**WHAT TO PRODUCE**
Each record must be repeated exactly. None may be dropped.

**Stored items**
[Start of Attachment]

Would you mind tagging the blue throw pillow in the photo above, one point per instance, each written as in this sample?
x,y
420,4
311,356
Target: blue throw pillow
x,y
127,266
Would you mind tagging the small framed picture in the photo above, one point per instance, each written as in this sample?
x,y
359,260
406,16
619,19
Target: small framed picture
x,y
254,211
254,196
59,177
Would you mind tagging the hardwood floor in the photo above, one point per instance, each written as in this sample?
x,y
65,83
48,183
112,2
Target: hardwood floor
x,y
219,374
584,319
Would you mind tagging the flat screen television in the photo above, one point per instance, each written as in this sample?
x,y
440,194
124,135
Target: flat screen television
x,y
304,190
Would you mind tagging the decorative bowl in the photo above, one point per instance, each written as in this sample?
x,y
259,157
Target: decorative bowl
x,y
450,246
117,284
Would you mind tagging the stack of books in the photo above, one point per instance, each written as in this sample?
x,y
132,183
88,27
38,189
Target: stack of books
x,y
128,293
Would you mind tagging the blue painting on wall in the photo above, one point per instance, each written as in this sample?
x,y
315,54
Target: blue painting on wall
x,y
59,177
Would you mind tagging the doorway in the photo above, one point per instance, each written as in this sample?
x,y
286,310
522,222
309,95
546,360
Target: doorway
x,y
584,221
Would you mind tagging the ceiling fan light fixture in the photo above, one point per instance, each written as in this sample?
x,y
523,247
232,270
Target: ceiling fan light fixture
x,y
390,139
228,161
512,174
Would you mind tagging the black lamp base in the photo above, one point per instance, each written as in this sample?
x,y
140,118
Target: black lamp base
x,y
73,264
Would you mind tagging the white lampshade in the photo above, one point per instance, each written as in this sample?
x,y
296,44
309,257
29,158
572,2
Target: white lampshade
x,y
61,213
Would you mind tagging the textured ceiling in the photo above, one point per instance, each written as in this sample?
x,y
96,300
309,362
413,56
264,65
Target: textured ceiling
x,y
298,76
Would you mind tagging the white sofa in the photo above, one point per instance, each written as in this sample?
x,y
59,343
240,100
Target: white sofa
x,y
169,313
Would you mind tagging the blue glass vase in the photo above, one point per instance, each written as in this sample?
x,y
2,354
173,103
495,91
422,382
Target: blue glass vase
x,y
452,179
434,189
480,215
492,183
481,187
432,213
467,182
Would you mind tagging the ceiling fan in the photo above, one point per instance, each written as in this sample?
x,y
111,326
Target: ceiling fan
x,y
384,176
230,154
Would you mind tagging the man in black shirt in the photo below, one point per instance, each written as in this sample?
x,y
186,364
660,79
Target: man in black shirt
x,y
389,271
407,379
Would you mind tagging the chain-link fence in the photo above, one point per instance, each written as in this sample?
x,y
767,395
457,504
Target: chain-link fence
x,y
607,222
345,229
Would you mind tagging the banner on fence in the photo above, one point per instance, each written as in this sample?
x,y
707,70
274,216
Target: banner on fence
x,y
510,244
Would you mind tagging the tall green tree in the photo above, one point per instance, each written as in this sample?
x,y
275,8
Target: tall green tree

[End of Attachment]

**OUTPUT**
Would you mind tagging the blue throw pillow in the photo above, one point per instance, each written as in this sample?
x,y
420,4
311,356
Target: blue throw pillow
x,y
127,266
Would you mind tagging the small framed picture in the photo above, one point per instance, each written as in this sample?
x,y
359,260
406,16
619,19
Target: small framed picture
x,y
254,211
254,196
59,177
Would you mind tagging the hardwood floor in the photo above, one point per instance, each written as in this sample?
x,y
65,83
48,183
112,2
Target: hardwood floor
x,y
219,374
584,319
Would you mind tagging the flat screen television in the photo above, one point per instance, each written as in this sample?
x,y
440,194
124,135
Target: flat screen television
x,y
304,190
Would you mind tagging the decorative bowl in the photo above, one point per instance, each written as in this sample?
x,y
259,157
Target: decorative bowl
x,y
450,246
117,284
Would you mind tagging the stack of books in the photo above, one point per instance, each written as in this sample?
x,y
132,183
88,27
38,189
Target: stack of books
x,y
128,293
Would you mind tagging the blue painting on wall in the photo above, one point per instance, each written as in this sample?
x,y
315,54
Target: blue painting on wall
x,y
59,177
Would you mind tagging the doorway in the photo above, one point per instance, each written as in this sample?
x,y
286,310
522,222
309,95
546,360
Target: doorway
x,y
584,221
Would you mind tagging the ceiling fan light fixture in the photo above, one point per instance, each written as in this sample?
x,y
523,247
232,270
Target: ceiling fan light fixture
x,y
390,139
228,161
512,174
Would you mind tagging the black lamp base in the photo above, one point per instance, each written as in this sample?
x,y
140,118
Target: black lamp base
x,y
73,264
Would you mind tagging the white lampshade in the photo above, one point per instance, each written as in this sample?
x,y
296,44
309,257
29,158
572,2
Target: white lampshade
x,y
61,213
Would you mind tagging the textured ceiling in the photo above, one point per instance, each written as in this sample?
x,y
96,300
309,362
413,56
264,65
Target: textured ceiling
x,y
298,76
Would you mind tagging the white sofa in the photo above, one point per instance, each written as in this sample?
x,y
59,343
240,100
Target: white sofa
x,y
169,313
Would you mind tagging the blue glass vase in the photo above, one point per instance, each written as in this sample?
x,y
2,354
173,103
495,91
422,382
Target: blue glass vase
x,y
452,179
434,189
480,215
492,183
481,187
432,213
467,182
Would you mind tagging the ceiling fan in the photo above, one point per instance, each written as in this sample?
x,y
111,326
Target: ceiling fan
x,y
384,176
230,154
Would you mind tagging the man in black shirt in the photo below, one point per instance, each written as in this sample?
x,y
186,364
660,79
Target: man in black shirt
x,y
389,271
407,379
Would you mind tagging the chain-link fence in the photo above, one point per instance, each written as in this sample?
x,y
767,395
457,504
Target: chain-link fence
x,y
607,222
345,229
Would you mind tagging the banner on fence in the photo above, one point per instance, each written as in this sample?
x,y
707,70
274,216
Target: banner on fence
x,y
510,244
Would you mind tagging the tall green tree in the photo above, one point per instance, each written as in this sample?
x,y
275,8
Target: tall green tree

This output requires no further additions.